= SHORT TASK =
Which lines in the listing below contain the word "laptop"? Report each of them in full.

Data items:
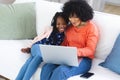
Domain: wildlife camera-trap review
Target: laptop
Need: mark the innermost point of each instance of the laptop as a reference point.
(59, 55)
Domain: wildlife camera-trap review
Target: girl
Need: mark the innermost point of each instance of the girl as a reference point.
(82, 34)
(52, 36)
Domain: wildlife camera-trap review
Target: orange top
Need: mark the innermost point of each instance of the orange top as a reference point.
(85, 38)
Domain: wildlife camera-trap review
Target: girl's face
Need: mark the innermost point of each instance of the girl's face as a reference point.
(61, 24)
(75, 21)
--
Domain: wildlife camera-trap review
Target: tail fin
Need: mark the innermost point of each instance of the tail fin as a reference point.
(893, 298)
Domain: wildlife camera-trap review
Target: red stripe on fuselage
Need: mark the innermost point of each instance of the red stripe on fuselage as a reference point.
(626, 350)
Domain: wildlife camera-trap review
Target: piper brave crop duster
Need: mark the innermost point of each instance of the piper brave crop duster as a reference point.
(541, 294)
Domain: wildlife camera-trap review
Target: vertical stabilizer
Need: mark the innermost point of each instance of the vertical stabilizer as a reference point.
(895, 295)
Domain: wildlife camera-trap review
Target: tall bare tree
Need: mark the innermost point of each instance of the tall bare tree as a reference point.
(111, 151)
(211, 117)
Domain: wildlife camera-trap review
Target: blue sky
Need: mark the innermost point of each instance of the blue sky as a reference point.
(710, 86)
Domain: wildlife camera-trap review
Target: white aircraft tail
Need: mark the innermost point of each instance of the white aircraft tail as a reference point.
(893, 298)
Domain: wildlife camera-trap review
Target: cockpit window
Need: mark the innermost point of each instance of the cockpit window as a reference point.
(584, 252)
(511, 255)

= RESULT FOR THIS TASK =
Target: laptop
Need: mark the innermost point of each instance of the laptop as a reference point.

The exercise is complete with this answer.